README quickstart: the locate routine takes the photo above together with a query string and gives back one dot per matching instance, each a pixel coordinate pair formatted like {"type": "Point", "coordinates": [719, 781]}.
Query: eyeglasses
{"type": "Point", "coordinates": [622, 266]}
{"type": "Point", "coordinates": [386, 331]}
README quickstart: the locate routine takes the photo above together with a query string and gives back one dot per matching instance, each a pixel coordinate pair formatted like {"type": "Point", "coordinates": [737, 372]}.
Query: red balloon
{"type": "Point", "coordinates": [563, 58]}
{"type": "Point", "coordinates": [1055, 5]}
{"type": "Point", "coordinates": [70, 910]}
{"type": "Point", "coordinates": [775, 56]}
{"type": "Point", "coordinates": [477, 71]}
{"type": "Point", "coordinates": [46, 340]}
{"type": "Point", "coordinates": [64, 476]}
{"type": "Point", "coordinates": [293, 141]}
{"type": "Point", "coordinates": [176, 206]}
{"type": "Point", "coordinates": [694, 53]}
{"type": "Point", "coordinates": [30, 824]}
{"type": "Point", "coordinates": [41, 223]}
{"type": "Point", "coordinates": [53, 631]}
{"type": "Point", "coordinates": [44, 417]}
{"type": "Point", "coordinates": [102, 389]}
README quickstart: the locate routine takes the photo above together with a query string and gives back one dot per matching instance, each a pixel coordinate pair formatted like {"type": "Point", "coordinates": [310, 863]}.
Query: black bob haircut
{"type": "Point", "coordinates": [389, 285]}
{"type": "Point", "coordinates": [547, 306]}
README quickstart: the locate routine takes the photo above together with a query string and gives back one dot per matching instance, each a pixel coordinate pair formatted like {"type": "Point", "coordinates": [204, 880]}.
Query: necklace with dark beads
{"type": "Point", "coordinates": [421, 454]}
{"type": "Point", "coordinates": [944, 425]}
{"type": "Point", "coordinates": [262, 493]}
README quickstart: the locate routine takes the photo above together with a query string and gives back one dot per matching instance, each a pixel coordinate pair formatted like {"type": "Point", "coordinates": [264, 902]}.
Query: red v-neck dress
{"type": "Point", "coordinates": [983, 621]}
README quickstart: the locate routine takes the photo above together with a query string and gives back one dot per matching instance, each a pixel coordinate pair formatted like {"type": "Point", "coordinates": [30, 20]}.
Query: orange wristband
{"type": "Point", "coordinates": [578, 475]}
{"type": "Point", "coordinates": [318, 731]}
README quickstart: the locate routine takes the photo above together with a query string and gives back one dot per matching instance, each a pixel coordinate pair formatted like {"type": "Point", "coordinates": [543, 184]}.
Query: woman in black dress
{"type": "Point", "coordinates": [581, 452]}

Task instructions → Copy out every line in the items above that contains the word "black".

Written answer →
Query: black bob haircut
Query: woman in black dress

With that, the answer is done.